> _TASK LIST_:
1. From the forum thread on US expat tax filing, extract the stretch from "It is talking" through "(Dec 28, 2012)".
2. In the forum thread on US expat tax filing, which tax preparation software is the couple using?
3. Proceed with the forum thread on US expat tax filing, picking up after its final line.

> _TEXT PROVIDED_:
# US Tax filing for US Expat



## Riknos (May 19, 2013)

Hi guys,

My wife is a US expat over here in the UK and we're trying to do her taxes for her first full tax year for being in the country. We're using H&R Block and have filled in the 2555 form for her foreign earned income and when trying to progress getting this error:










It is talking about a W-2 but I believe this is for US pay slips, so shouldn't apply for foreign income? the values cannot be different as there is only 1 value and it's accurate - I tried to fill in a different form but that made it worse, can we skip this or is there a better (free) tax site we could be using? 

Thanks.


----------



## BBCWatcher (Dec 28, 2012)

Let's try taking the error message at face value. According to the error message you did not include income in the tax preparation software's "Foreign Wages not on a W-2" section. So try going back and fixing that problem. That part of the Q&A should be _near_ the part whether it asks about W-2 income.


----------



## newthilde (Jun 23, 2015)

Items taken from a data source
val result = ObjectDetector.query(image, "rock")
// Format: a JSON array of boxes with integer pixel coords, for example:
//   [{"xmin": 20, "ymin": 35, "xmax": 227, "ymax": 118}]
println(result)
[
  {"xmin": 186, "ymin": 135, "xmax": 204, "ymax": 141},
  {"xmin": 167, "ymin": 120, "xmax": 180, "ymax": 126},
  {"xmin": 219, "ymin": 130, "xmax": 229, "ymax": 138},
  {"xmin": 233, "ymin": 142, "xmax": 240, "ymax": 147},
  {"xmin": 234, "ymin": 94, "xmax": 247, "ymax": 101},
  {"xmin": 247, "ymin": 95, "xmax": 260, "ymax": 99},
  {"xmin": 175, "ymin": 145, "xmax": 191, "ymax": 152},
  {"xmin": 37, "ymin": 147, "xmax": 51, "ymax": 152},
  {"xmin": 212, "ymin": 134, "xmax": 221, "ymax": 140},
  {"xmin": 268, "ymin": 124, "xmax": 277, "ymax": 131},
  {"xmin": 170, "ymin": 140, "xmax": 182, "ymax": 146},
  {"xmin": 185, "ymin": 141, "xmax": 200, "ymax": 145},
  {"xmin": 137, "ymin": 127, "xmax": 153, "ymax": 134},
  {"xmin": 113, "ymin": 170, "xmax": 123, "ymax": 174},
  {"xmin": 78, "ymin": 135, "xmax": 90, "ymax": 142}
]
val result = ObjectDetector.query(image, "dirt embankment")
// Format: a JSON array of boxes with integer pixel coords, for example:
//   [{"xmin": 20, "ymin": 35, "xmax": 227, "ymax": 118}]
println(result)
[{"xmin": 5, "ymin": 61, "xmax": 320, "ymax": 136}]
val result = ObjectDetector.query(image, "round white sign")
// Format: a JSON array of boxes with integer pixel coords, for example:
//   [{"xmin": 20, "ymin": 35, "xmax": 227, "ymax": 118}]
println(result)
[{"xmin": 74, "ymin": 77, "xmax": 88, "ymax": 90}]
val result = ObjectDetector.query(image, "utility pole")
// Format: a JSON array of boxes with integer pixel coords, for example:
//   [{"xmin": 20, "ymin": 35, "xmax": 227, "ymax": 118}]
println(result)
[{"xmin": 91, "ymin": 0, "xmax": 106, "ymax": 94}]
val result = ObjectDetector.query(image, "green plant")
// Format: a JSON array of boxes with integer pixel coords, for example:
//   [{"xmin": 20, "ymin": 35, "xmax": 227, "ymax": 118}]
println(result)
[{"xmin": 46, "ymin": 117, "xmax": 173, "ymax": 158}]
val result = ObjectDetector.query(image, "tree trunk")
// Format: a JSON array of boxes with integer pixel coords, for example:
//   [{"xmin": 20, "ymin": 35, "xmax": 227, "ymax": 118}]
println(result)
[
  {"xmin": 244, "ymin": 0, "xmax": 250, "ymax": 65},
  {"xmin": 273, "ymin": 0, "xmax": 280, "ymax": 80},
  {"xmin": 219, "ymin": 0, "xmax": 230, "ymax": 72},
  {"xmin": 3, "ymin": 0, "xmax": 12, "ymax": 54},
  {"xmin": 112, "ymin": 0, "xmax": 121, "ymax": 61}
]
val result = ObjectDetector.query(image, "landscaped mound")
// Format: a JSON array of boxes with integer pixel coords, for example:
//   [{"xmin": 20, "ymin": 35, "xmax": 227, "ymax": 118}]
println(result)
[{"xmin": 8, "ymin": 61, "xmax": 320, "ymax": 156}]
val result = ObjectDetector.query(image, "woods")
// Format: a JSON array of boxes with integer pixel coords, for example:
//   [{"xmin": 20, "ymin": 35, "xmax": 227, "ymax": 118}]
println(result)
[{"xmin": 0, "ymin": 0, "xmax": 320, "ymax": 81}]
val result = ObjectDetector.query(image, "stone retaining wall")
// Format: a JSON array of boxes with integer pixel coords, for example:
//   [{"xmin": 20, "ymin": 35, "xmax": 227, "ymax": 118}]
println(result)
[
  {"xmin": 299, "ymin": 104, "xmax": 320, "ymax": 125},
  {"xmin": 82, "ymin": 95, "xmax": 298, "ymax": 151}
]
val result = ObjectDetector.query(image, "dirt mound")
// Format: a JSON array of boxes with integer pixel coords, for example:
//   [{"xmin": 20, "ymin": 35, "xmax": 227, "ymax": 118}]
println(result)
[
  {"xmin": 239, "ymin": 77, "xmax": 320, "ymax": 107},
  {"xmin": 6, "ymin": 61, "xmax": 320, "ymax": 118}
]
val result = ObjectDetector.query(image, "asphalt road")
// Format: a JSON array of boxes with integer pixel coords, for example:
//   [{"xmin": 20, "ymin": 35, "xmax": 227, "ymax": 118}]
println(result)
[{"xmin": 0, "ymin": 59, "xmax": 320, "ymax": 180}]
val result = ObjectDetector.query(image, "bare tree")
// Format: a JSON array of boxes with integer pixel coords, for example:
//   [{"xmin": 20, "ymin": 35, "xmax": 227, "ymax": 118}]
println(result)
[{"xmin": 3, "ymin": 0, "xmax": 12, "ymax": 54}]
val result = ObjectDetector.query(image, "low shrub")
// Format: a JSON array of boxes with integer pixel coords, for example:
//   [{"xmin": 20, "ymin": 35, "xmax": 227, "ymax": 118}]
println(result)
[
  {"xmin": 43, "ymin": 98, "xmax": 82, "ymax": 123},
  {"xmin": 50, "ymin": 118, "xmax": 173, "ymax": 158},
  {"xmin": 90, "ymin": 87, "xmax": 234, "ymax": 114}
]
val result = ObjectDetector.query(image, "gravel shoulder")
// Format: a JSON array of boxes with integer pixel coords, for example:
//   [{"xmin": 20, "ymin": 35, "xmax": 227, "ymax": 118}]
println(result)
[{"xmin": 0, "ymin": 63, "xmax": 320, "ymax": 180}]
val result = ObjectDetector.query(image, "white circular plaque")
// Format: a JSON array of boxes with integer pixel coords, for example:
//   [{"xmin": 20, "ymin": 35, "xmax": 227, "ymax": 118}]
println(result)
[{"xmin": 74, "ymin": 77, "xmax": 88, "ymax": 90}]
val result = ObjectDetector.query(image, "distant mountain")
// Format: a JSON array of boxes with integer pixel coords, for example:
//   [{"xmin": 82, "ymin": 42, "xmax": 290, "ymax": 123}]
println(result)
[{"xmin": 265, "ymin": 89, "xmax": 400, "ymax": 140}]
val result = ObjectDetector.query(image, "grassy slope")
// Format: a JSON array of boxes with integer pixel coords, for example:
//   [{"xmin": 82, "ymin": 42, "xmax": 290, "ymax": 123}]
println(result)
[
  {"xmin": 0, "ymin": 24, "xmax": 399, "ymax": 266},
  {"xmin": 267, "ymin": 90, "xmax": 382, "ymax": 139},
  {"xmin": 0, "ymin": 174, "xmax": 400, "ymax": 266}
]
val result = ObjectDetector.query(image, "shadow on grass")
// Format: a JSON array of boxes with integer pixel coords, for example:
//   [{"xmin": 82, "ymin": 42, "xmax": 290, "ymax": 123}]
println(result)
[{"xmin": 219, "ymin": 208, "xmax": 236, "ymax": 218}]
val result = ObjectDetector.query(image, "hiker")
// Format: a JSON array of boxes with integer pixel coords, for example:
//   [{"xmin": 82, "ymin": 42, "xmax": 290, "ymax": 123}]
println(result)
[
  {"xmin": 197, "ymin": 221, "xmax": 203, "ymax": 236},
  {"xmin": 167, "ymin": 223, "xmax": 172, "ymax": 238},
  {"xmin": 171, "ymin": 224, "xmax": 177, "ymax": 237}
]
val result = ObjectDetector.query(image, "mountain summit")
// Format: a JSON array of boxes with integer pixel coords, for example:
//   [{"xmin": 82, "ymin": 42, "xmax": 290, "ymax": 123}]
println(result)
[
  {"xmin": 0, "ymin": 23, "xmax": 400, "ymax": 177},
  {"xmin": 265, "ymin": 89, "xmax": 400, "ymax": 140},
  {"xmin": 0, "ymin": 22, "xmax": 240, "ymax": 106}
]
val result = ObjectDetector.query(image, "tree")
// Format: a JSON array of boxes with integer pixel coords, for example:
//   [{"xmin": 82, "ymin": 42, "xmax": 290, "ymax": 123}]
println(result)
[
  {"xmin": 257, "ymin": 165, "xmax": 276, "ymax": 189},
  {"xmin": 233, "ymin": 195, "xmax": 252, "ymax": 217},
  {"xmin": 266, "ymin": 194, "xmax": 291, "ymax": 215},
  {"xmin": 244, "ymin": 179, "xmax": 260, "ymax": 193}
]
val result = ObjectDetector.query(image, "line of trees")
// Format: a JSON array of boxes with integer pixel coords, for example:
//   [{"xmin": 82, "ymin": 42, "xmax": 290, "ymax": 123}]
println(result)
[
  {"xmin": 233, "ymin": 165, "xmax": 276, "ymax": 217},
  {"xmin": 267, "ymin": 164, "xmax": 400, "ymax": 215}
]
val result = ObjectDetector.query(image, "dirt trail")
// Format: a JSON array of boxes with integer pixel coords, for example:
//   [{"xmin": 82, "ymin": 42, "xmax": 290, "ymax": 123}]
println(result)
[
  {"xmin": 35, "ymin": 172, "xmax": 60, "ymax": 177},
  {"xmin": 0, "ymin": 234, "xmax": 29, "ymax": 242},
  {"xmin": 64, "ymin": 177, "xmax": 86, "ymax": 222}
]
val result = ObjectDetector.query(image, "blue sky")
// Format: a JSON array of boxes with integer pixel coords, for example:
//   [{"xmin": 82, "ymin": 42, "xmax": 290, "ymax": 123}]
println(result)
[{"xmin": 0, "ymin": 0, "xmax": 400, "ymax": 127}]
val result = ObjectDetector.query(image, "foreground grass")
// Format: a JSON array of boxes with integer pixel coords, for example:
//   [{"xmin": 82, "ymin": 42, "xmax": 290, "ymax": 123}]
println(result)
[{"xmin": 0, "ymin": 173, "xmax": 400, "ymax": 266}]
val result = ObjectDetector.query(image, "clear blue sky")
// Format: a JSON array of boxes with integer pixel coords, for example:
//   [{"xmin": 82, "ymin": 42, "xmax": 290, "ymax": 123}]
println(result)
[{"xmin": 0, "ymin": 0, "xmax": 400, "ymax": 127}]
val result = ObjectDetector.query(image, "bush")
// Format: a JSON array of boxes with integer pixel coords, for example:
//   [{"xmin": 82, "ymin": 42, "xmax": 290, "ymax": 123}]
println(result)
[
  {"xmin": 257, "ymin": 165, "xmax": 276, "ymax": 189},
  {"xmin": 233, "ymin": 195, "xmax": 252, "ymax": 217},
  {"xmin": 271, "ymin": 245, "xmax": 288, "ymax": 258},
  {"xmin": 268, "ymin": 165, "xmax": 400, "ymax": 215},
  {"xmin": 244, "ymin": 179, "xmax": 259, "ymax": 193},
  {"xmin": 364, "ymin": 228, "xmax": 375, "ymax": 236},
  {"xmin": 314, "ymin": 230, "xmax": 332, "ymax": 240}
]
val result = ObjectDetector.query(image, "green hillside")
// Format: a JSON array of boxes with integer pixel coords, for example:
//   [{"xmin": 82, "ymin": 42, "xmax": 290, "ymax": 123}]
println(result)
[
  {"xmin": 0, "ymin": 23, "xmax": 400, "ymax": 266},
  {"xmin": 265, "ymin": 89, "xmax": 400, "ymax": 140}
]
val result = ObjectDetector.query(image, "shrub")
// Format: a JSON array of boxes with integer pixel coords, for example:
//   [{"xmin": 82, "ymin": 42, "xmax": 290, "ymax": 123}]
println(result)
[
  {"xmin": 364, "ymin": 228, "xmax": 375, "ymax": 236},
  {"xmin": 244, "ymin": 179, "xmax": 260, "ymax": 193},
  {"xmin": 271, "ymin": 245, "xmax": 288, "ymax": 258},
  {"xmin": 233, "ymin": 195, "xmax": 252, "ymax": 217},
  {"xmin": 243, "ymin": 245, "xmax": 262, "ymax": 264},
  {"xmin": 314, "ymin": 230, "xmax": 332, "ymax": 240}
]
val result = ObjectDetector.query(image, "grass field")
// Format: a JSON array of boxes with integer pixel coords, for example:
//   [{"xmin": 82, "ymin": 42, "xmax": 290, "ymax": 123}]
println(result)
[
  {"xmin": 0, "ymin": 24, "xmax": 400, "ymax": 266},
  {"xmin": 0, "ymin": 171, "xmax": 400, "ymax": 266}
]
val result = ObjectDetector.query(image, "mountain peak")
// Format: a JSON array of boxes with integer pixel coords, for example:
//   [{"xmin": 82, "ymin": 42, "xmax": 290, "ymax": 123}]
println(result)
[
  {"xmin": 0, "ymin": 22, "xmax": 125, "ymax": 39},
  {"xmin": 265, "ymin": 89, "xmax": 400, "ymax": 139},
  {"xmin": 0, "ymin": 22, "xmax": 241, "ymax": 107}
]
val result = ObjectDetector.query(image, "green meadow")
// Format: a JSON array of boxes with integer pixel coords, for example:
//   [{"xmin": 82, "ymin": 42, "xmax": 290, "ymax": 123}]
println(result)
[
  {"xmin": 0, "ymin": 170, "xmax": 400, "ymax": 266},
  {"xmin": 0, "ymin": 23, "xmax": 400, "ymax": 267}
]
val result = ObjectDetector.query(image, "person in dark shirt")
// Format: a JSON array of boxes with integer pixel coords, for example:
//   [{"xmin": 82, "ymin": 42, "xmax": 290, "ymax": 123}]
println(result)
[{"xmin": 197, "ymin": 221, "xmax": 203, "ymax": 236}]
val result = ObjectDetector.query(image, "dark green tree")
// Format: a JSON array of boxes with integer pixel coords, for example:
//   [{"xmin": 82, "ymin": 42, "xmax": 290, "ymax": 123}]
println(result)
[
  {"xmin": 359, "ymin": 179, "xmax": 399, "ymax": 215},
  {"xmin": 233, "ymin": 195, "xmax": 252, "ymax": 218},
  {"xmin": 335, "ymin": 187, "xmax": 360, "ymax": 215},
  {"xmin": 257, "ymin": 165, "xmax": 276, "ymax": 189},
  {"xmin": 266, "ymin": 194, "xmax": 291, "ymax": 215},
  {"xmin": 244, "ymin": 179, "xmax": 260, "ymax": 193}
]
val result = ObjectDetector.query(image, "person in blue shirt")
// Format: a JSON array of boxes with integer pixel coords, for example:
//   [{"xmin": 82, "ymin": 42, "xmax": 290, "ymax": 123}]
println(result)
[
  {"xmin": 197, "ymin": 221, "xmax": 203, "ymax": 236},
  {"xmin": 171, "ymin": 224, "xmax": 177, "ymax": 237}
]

> _RESPONSES TO THE TASKS_:
1.
It is talking about a W-2 but I believe this is for US pay slips, so shouldn't apply for foreign income? the values cannot be different as there is only 1 value and it's accurate - I tried to fill in a different form but that made it worse, can we skip this or is there a better (free) tax site we could be using? 

Thanks.


----------



## BBCWatcher (Dec 28, 2012)

2. H&R Block.

3.
BBCWatcher said:


> Let's try taking the error message at face value. According to the error message you did not include income in the tax preparation software's "Foreign Wages not on a W-2" section. So try going back and fixing that problem. That part of the Q&A should be _near_ the part whether it asks about W-2 income.


Yes, it sounds (from the error message) that you are trying to exclude money from your total income that you have not included in income in the first place. The error message refers to "W-2 wages" OR "foreign income"- you don't have the former but it sounds like you have the latter. This amount has to be included on line 19 of form 2555 and on your 1040 (line 7 on the 1040A).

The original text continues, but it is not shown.